Coronavirus offers a golden moment to review the product portfolio and make the hard calls. By the time consumers start buying again, the pointless stock keeping units (SKUs) will not only be gone, customers won’t even remember they existed. You’ll have the focus and improved margins to do so much better as a result — and much-needed room to launch new products.
Channels of distribution
There is no area of greater inertia and dangerous legacy thinking than distribution channels. Companies have too many distributors, which creates umpteen problems at point of sale. There is always a recurring fear that — because we’re dealing with the sharpest side of the marketing machine, the place where products are sold — any change in distribution systems might impact sales. Suggest cutting advertising and the rest of the company kisses you like a long-lost brother. Recommend a reduction in distributors or retail infrastructure and you’re persona non grata.
The simple truth is, distribution should always reflect the business strategy of the company behind it. If you are a simple, direct brand, operate a simple, direct distribution system.

::::::::

◆ PROBLEM REQUIREMENTS
Please reproduce the passage word for word from "The simple truth" to "direct distribution system.". The material has nothing to do with the passage.

◆ DATASET
::::::::

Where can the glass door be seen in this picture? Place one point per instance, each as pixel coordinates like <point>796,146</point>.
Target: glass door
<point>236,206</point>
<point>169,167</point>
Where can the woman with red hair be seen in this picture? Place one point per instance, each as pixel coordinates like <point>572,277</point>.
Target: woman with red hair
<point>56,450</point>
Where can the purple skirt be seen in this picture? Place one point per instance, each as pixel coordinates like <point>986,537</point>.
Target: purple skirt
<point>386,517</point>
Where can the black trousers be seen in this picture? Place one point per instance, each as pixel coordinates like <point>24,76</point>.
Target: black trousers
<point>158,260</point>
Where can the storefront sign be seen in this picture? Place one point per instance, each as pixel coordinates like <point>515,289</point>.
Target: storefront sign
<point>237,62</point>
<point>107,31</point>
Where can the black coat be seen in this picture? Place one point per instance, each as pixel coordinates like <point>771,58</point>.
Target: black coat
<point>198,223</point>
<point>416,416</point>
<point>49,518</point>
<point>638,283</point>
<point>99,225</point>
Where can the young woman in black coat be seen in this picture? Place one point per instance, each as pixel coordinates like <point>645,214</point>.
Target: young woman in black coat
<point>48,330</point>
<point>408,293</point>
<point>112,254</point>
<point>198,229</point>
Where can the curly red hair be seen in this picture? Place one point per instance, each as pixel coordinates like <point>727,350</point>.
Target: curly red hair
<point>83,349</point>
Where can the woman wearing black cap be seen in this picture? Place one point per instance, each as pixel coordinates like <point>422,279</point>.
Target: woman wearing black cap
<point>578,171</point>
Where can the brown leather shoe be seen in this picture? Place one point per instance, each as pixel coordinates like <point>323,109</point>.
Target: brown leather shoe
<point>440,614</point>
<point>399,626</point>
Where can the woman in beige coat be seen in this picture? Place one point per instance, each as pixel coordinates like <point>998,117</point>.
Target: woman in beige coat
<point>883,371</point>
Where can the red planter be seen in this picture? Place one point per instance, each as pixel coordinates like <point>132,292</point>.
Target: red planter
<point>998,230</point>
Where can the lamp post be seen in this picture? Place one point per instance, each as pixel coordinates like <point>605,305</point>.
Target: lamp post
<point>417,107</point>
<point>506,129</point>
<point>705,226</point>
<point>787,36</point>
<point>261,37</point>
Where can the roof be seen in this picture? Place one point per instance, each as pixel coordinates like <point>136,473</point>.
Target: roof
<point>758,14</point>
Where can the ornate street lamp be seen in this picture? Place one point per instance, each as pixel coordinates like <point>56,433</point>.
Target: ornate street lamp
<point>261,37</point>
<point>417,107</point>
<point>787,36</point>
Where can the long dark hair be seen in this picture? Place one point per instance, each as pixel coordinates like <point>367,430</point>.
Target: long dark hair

::::::::

◆ YOUR SOLUTION
The simple truth is, distribution should always reflect the business strategy of the company behind it. If you are a simple, direct brand, operate a simple, direct distribution system.